Tuesday 21 November 2017

Exams will be slashed under plans to reform the Junior Cert

Students will be assessed by teachers in radical shake-up of lower secondary education

Junior Cert students from Skerries Community College in Skerries, Co Dublin, (left to right) Daniel Condren, Zachary Diebold, Liam Devereux and Stuart Warren, celebrate their results last year
Junior Cert students from Skerries Community College in Skerries, Co Dublin, (left to right) Daniel Condren, Zachary Diebold, Liam Devereux and Stuart Warren, celebrate their results last year

The number of exams in the Junior Cert is likely to be drastically cut in a major revamp of second-level education due to be announced later this month.

In some subjects in the Junior Cycle, students will no longer be tested by public exams, and there will be a growing emphasis on course-work and continuous assessment.

Under the present system, students commonly sit exams in up to 12 subjects. There is wide agreement that there is curriculum overload.

Education Minister Ruairi Quinn has already indicated that he would like a remodelled Junior Cycle to start in September next year. This means that pupils now in fifth year in primary school will be the first to be affected by the changes.

The minister has not said much so far about what shape the new Junior Cert will take other than it will be a mix of a new exam and assessments based on course-work.

The reshaping of lower secondary education is likely to be the most important measure during Mr Quinn's term of office.

There is growing speculation in education circles that the number of exam subjects will be slashed to seven.

If the minister decides to be more radical, students might only be examined in four core subjects. These would include Maths, English and Irish.

One thing is certain: the present system of lower secondary education, where pupils follow a curriculum for three years and are assessed almost exclusively by exams at the end, will be dismantled.

The National Council for Curriculum And Assessment (NCCA) is currently finalising proposals for the minister.

[Annotation data with points]
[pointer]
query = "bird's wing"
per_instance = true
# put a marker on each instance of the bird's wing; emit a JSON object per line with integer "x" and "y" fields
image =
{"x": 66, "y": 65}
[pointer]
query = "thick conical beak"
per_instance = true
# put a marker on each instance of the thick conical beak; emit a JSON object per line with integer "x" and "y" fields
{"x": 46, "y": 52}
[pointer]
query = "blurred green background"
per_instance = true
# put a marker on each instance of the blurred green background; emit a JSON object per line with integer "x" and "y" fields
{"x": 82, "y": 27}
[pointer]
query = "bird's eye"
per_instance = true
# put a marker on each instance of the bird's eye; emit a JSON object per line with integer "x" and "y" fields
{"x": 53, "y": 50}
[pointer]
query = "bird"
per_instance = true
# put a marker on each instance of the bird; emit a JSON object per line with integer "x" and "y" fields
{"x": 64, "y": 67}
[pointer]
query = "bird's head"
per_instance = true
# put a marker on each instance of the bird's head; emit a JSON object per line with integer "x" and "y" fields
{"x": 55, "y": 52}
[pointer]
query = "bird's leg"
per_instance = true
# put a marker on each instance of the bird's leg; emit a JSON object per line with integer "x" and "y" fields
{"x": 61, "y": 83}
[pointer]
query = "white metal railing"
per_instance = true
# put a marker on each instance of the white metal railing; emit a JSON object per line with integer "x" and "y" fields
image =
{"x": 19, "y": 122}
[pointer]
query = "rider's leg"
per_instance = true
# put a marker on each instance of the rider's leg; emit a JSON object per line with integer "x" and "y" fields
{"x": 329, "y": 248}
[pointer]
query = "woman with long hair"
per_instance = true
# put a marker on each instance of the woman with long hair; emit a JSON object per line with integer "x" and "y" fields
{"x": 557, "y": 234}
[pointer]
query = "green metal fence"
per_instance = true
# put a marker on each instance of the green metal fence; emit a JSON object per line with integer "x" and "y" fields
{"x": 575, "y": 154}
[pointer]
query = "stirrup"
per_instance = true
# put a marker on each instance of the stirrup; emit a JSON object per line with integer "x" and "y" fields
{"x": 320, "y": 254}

GIVEN EXERCISE >> Please write out the Junior Cert article word for word, starting at "Exams will be" and ending at "and continuous assessment.". This material is separate from the Junior Cert article.

FINISHED TASK >>
Exams will be slashed under plans to reform the Junior Cert

Students will be assessed by teachers in radical shake-up of lower secondary education

Junior Cert students from Skerries Community College in Skerries, Co Dublin, (left to right) Daniel Condren, Zachary Diebold, Liam Devereux and Stuart Warren, celebrate their results last year
Junior Cert students from Skerries Community College in Skerries, Co Dublin, (left to right) Daniel Condren, Zachary Diebold, Liam Devereux and Stuart Warren, celebrate their results last year

The number of exams in the Junior Cert is likely to be drastically cut in a major revamp of second-level education due to be announced later this month.

In some subjects in the Junior Cycle, students will no longer be tested by public exams, and there will be a growing emphasis on course-work and continuous assessment.